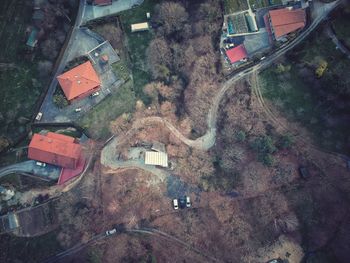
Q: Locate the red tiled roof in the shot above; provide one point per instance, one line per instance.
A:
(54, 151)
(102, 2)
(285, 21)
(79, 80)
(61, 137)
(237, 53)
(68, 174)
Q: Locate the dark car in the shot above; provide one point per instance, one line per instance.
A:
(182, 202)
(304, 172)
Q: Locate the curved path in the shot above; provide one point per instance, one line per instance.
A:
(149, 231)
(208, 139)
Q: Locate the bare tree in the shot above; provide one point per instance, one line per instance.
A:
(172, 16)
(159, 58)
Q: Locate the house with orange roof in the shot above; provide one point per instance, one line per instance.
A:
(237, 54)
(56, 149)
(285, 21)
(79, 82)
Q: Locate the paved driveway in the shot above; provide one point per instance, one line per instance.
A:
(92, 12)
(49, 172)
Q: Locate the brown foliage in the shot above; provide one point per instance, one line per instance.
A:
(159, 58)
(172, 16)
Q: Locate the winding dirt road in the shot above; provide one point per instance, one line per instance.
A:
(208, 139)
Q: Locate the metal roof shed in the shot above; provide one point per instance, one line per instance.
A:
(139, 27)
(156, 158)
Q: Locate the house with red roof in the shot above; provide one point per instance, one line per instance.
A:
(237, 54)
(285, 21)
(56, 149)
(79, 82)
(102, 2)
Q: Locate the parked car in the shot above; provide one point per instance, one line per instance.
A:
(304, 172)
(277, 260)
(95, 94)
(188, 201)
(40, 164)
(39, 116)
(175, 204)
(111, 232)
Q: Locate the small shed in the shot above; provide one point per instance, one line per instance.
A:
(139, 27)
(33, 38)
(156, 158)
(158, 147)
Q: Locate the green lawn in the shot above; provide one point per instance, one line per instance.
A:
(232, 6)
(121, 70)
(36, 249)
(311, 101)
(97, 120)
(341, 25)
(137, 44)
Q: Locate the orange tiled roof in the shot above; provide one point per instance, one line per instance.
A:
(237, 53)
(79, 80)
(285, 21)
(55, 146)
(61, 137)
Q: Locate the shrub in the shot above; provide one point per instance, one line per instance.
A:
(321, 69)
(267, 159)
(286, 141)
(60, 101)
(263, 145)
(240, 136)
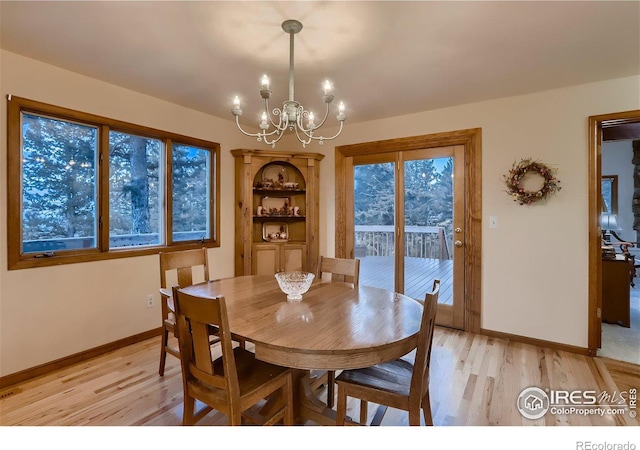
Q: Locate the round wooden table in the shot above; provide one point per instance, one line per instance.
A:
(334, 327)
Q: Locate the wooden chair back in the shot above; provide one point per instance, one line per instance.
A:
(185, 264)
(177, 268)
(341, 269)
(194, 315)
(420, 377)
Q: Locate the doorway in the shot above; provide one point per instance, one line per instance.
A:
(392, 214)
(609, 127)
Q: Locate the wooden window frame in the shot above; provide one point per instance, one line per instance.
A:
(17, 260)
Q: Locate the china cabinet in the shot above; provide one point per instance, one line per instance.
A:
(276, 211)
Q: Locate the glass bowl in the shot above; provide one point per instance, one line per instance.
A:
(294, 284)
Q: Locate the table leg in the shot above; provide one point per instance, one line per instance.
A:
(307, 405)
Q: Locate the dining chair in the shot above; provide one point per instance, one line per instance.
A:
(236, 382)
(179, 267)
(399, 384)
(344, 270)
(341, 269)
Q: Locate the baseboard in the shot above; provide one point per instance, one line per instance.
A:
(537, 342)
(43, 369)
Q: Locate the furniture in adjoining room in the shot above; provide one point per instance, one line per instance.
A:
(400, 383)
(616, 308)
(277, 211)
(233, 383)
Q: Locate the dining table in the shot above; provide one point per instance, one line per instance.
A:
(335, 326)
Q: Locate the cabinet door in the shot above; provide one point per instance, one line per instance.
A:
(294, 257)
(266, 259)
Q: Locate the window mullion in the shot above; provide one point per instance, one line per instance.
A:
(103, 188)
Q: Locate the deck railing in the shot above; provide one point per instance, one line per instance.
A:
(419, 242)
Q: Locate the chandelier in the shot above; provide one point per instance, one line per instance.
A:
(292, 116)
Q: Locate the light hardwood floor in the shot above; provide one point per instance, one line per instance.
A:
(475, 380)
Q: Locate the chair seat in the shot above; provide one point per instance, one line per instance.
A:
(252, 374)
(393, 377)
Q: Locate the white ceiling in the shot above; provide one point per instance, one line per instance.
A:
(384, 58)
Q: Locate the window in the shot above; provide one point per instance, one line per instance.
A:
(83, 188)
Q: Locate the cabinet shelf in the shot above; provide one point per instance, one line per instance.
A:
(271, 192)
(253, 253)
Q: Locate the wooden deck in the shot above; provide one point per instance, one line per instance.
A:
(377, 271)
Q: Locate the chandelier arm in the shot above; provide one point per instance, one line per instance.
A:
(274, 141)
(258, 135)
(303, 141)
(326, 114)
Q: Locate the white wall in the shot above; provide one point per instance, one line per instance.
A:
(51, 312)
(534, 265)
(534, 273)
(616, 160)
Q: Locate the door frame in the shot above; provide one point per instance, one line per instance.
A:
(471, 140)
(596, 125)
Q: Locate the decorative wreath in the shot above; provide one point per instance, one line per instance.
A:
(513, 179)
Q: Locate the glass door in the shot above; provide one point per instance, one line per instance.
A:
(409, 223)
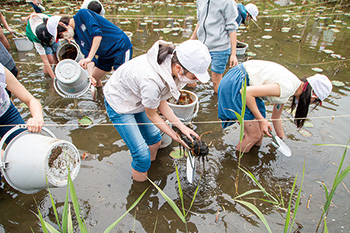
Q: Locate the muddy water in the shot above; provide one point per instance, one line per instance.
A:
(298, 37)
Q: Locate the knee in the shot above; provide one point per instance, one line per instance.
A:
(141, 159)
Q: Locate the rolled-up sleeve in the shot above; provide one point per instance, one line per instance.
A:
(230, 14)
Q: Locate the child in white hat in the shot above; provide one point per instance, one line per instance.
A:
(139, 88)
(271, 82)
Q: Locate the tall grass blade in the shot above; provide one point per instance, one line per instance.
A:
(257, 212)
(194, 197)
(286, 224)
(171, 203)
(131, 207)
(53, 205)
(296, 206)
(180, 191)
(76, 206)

Task statement
Check each line of the listing above for the string "shed" and return those that contain it.

Your response
Q: Locate the metal roof shed in the shot above; provide one point per instance, one line per instance.
Q: Locate the small shed in the shot above; provide one point per instance, one line per instance.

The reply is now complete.